Data under study below:

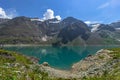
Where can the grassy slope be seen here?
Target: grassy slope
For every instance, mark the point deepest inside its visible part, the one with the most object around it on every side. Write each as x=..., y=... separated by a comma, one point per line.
x=14, y=66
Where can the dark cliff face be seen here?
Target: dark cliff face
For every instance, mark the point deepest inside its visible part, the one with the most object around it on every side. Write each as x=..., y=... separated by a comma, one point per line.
x=73, y=28
x=105, y=27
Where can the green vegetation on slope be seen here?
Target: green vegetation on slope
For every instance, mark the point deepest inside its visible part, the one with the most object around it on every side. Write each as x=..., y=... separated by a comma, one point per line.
x=115, y=73
x=15, y=66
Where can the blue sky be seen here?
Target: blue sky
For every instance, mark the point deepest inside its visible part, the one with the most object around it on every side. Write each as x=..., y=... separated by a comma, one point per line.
x=104, y=11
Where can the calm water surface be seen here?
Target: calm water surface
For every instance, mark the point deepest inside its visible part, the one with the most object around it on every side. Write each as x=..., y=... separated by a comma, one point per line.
x=62, y=57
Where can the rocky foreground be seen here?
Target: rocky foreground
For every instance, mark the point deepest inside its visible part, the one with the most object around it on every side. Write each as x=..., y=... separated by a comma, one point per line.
x=104, y=65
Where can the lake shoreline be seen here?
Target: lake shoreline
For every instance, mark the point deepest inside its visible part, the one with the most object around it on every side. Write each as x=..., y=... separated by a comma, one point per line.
x=25, y=45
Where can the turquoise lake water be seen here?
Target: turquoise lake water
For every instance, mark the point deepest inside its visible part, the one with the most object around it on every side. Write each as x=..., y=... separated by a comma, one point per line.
x=60, y=57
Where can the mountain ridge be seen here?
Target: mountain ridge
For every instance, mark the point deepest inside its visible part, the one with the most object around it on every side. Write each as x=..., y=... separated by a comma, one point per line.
x=69, y=31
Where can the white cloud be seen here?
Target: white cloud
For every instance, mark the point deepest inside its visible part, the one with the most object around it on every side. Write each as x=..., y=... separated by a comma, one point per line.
x=104, y=5
x=9, y=14
x=92, y=22
x=58, y=17
x=110, y=3
x=49, y=14
x=2, y=13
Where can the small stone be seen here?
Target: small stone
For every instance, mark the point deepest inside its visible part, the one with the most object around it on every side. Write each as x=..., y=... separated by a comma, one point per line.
x=45, y=64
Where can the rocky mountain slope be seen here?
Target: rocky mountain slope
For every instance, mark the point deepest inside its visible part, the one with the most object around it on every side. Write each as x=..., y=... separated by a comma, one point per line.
x=69, y=31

End of Data under study.

◆ **Task prompt**:
Find every line in the records that contains the word "lake"; copy those lines.

◆ **Exercise output**:
Where can the lake shoreline be seen here?
Target: lake shoreline
Where can the turquoise lake water be seen here?
Target: turquoise lake water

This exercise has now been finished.